------ Exercise data

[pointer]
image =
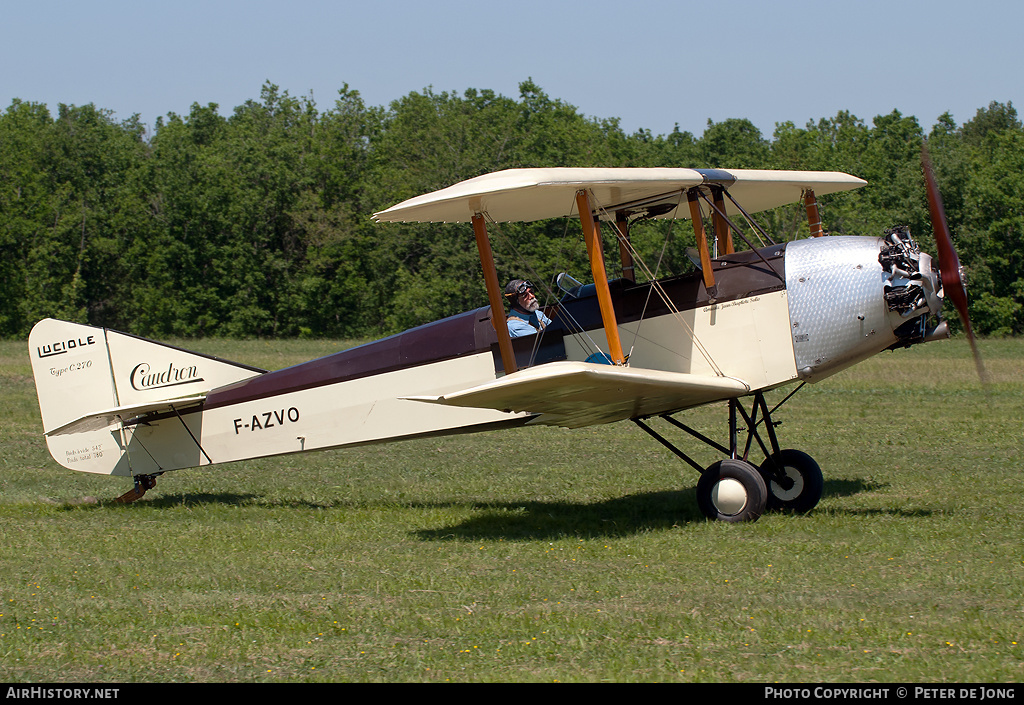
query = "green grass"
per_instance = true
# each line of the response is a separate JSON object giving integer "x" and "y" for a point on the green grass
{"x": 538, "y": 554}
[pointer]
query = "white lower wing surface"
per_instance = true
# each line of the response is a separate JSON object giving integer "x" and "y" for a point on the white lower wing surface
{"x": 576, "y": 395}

------------
------ Exercise data

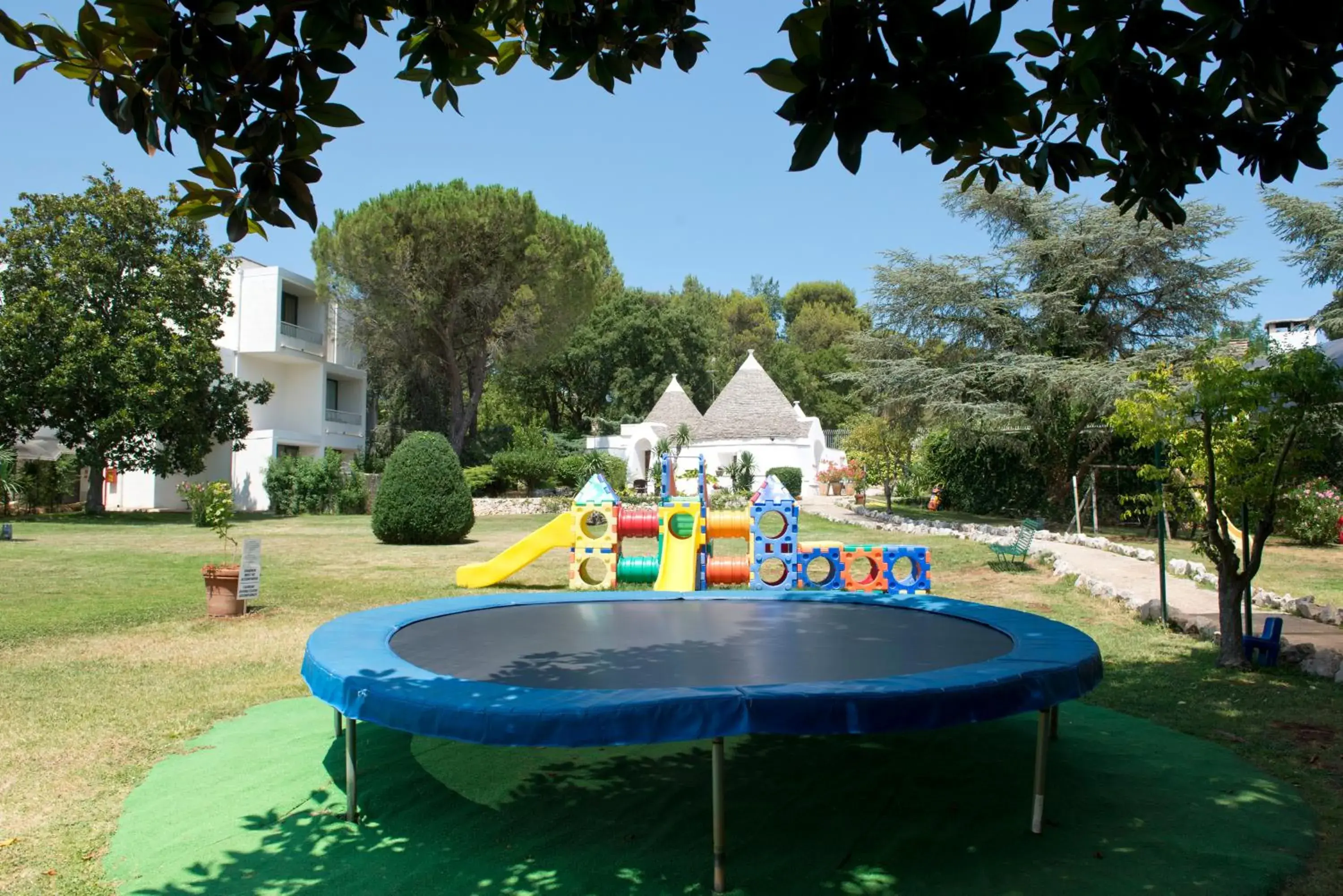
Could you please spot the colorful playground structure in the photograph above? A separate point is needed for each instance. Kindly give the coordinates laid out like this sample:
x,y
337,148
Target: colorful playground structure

------------
------ Exercise data

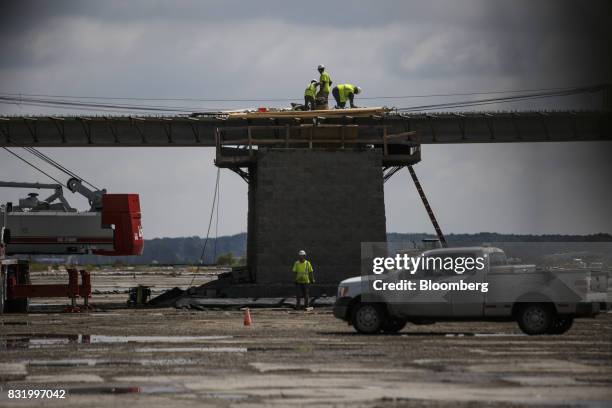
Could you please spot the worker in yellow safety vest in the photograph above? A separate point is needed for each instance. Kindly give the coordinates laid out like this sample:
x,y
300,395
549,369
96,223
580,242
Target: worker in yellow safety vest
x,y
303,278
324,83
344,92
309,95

------------

# [Exercise requirements]
State how many lines of the listing hold the string "structure"; reply with the number and nothing else.

# [Your response]
2